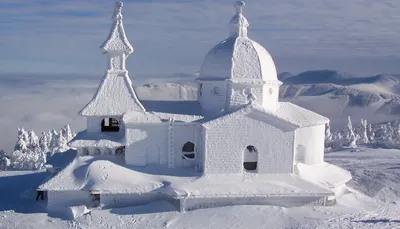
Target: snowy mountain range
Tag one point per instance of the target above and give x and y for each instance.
(379, 91)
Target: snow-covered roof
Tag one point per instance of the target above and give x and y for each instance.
(323, 174)
(230, 185)
(102, 174)
(239, 58)
(114, 97)
(99, 174)
(173, 107)
(177, 113)
(177, 117)
(287, 116)
(117, 41)
(87, 139)
(137, 117)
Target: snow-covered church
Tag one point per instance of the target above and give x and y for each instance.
(237, 144)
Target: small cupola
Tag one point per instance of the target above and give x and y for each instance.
(238, 71)
(238, 24)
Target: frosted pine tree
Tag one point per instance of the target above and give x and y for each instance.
(22, 142)
(389, 135)
(61, 143)
(54, 141)
(351, 137)
(67, 133)
(328, 134)
(44, 142)
(371, 133)
(4, 160)
(363, 133)
(33, 141)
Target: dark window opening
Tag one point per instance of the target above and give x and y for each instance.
(188, 151)
(250, 166)
(109, 125)
(251, 149)
(120, 150)
(201, 89)
(95, 202)
(250, 158)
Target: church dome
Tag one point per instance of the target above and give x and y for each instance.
(238, 58)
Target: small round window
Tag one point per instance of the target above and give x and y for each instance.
(246, 91)
(216, 91)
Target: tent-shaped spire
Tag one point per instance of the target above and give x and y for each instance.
(115, 95)
(238, 24)
(117, 41)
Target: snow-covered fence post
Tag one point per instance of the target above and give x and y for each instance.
(350, 137)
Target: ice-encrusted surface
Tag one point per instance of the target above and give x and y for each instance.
(104, 175)
(286, 112)
(114, 97)
(97, 139)
(239, 57)
(117, 40)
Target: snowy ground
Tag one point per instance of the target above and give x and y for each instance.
(376, 173)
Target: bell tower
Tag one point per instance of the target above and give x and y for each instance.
(117, 46)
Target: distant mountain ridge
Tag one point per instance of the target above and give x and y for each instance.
(380, 93)
(336, 77)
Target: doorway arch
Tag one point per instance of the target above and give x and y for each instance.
(250, 158)
(152, 154)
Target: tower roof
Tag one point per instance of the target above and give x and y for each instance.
(117, 41)
(115, 95)
(238, 58)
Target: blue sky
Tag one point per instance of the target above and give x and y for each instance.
(170, 36)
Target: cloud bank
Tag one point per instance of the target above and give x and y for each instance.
(360, 36)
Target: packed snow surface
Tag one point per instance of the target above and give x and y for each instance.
(101, 174)
(375, 172)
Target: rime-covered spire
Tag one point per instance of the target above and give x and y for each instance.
(117, 41)
(238, 24)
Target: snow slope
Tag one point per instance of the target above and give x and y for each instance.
(376, 172)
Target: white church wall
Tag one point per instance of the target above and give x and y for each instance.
(183, 133)
(146, 144)
(115, 200)
(94, 124)
(225, 144)
(270, 97)
(191, 204)
(58, 200)
(212, 96)
(239, 94)
(309, 144)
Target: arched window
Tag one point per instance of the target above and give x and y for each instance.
(188, 151)
(120, 150)
(300, 154)
(250, 158)
(109, 125)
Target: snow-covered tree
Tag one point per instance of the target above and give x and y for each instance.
(328, 134)
(67, 133)
(364, 132)
(33, 141)
(22, 142)
(44, 142)
(54, 141)
(371, 133)
(351, 138)
(61, 143)
(4, 160)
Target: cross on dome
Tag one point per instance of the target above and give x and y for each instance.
(239, 6)
(239, 23)
(117, 41)
(118, 11)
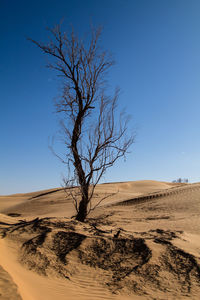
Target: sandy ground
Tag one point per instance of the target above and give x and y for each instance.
(142, 242)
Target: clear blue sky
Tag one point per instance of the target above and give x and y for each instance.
(156, 44)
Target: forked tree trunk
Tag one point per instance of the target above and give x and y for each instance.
(82, 211)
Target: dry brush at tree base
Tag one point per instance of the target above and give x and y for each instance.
(126, 263)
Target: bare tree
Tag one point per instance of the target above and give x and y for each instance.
(94, 137)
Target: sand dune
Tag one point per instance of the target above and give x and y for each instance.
(142, 242)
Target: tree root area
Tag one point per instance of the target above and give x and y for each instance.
(126, 262)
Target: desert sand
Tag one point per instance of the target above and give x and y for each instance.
(141, 242)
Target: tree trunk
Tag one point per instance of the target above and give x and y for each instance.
(82, 210)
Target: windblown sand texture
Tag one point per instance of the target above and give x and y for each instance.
(142, 242)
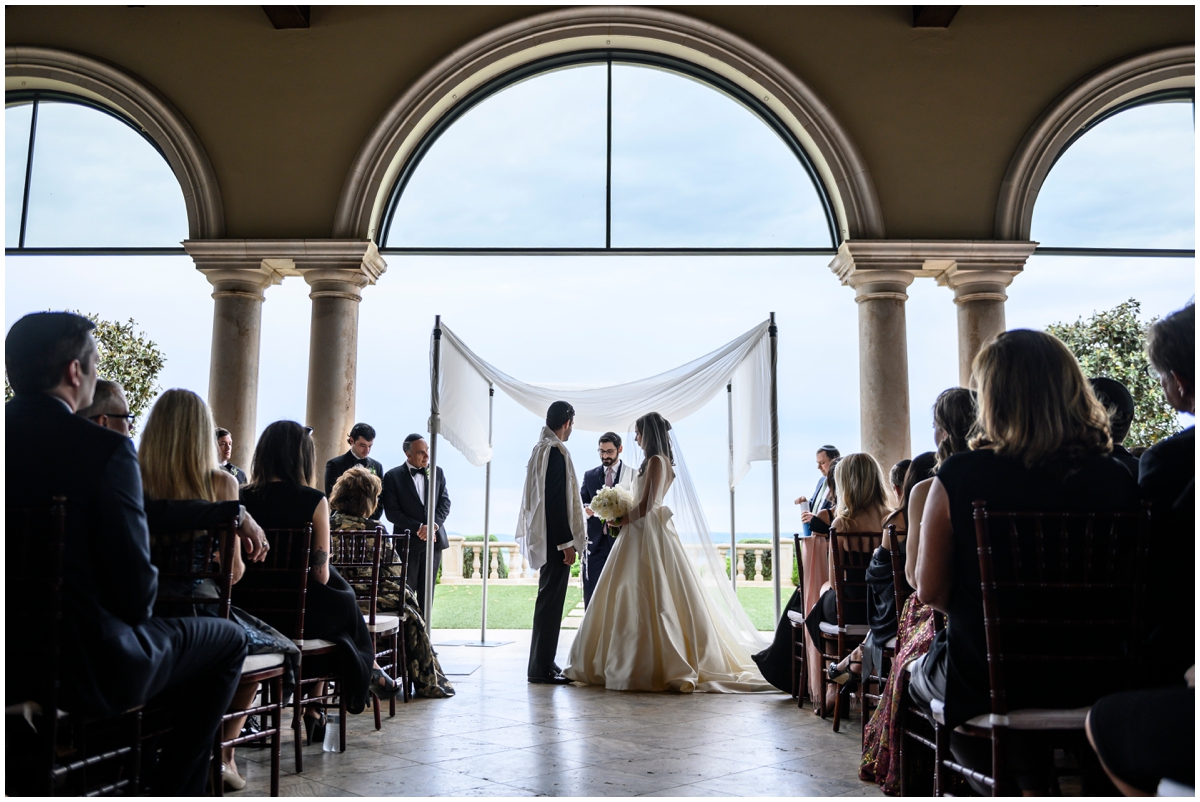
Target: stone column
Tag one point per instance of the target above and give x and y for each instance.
(336, 270)
(238, 280)
(880, 274)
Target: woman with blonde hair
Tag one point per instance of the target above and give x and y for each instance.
(178, 456)
(1042, 444)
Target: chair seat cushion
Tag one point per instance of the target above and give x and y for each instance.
(850, 629)
(259, 662)
(1031, 719)
(312, 644)
(384, 623)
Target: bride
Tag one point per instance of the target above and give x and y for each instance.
(652, 624)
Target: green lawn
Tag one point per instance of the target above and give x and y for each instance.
(509, 606)
(456, 606)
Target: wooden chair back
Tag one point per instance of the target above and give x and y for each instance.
(195, 568)
(1060, 598)
(355, 554)
(275, 590)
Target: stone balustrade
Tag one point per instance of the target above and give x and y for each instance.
(520, 573)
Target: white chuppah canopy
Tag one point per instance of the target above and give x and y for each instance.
(461, 395)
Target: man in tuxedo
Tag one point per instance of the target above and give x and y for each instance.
(612, 472)
(820, 498)
(120, 656)
(361, 438)
(108, 407)
(405, 494)
(225, 450)
(551, 531)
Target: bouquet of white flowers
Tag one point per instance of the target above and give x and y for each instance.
(611, 503)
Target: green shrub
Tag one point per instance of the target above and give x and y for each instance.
(468, 557)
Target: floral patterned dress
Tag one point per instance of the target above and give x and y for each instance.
(881, 764)
(424, 669)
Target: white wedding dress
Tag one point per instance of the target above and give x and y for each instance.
(651, 624)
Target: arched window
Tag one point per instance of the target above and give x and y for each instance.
(79, 175)
(1127, 180)
(604, 150)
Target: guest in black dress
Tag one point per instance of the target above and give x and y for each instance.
(281, 496)
(1043, 443)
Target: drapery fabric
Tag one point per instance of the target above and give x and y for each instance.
(465, 378)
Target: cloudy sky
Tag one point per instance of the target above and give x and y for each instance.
(527, 168)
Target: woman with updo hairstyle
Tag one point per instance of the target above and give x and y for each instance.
(1042, 443)
(354, 497)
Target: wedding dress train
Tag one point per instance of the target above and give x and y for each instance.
(651, 624)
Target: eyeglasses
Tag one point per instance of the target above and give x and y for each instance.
(127, 416)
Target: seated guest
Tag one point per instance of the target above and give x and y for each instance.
(1146, 736)
(355, 494)
(225, 452)
(862, 506)
(361, 440)
(775, 660)
(954, 416)
(108, 407)
(1116, 399)
(281, 496)
(1043, 443)
(179, 461)
(118, 654)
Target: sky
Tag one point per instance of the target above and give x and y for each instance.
(691, 167)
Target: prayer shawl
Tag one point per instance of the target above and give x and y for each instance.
(531, 531)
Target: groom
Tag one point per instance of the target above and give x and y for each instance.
(550, 530)
(612, 471)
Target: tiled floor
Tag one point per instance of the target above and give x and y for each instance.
(501, 736)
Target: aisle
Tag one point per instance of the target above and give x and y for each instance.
(501, 736)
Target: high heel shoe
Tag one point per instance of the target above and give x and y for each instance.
(315, 728)
(388, 689)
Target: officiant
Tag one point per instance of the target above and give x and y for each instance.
(611, 472)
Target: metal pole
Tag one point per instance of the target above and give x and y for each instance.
(487, 508)
(733, 518)
(431, 498)
(775, 568)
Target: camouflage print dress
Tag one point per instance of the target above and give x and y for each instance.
(424, 669)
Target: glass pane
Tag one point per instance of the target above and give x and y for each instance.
(16, 151)
(525, 168)
(96, 183)
(694, 168)
(1128, 183)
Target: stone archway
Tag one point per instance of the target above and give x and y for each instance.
(40, 67)
(402, 127)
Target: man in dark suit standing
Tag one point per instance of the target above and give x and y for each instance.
(405, 494)
(612, 472)
(361, 438)
(120, 656)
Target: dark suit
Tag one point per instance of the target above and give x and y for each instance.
(340, 465)
(406, 512)
(555, 576)
(117, 656)
(1167, 478)
(599, 543)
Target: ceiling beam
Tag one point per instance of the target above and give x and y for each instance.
(933, 16)
(285, 17)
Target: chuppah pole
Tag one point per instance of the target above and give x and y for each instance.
(777, 570)
(431, 503)
(487, 509)
(733, 537)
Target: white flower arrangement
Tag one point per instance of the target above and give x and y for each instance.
(611, 503)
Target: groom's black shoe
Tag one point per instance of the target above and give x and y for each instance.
(550, 680)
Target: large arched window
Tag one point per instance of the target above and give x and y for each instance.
(81, 175)
(1126, 180)
(609, 150)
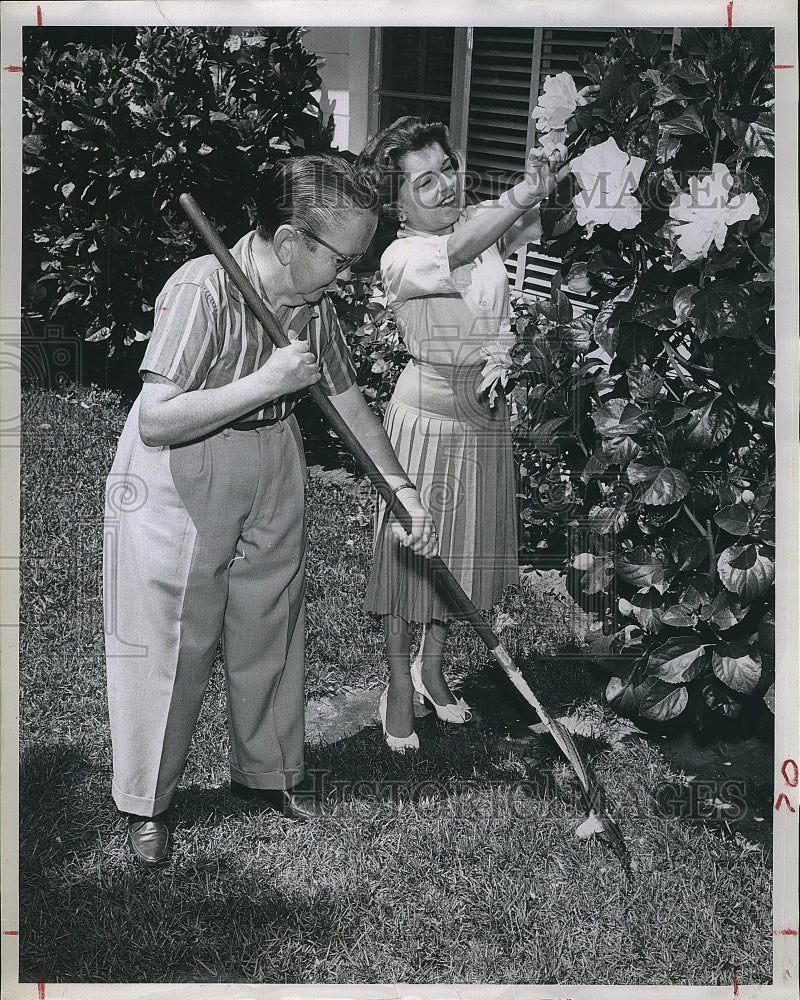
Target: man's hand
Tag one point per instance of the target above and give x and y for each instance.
(541, 169)
(423, 538)
(289, 369)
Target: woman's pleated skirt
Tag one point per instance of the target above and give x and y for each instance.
(457, 451)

──────

OBJECTIVE - In the copy, leave out all pictures, and retype exactly each line from the one with "Target: tiled floor" through the last line of the entries.

FINAL RESULT -
Target: tiled floor
Tag one point per instance of the target above and give x and y for each instance.
(501, 736)
Target: aisle
Tag one point per instance of the target above and give x and y for each instance.
(501, 736)
Target: high heel shoe
Tag one point per instance of the target above and give x and y for each instance.
(315, 728)
(388, 689)
Target: officiant
Tag one point per instance of the target above and give x and y for each instance.
(611, 472)
Target: metal pole
Tag one point per instance of the target above and give x and y for each instance.
(487, 508)
(733, 518)
(431, 498)
(775, 568)
Target: camouflage print dress
Tag one point per instance of the target above and give x and y for each instance.
(424, 669)
Target: glass pane
Tag one point per instance of the target above and give x and y for each instance.
(16, 151)
(525, 168)
(96, 183)
(694, 168)
(1128, 183)
Target: stone archway
Tag one point per instance of the target above and give x and y for each instance.
(40, 67)
(402, 127)
Target: man in dark suit standing
Tag one point per instance of the target above and give x and y for each instance.
(405, 494)
(612, 472)
(361, 438)
(120, 656)
Target: dark suit
Tag one point per instance of the target above and give x and y for each instance.
(340, 465)
(406, 512)
(555, 576)
(117, 656)
(1167, 478)
(599, 543)
Target: ceiling beam
Tag one point per instance of the target above and give x and y for each instance.
(933, 16)
(285, 17)
Target: chuppah pole
Tag one point per instance of the target above and give x and y for each instance.
(777, 570)
(431, 503)
(487, 509)
(733, 537)
Target: white flower arrangement
Tag one point per instance of the target above and give x and y for each instance.
(611, 503)
Target: groom's black shoe
Tag one point per instance of the target above and give x and y for each instance.
(550, 680)
Target: large arched window
Tag one point per instance of the target above and give x and y for each instance.
(81, 175)
(1126, 180)
(609, 150)
Target: man's hand
Tag one point per instance of the target above and give x and y for each instance.
(541, 169)
(423, 538)
(289, 369)
Target: woman's pleated skirt
Tag one point per instance of the target above and give x and y for each instance.
(457, 451)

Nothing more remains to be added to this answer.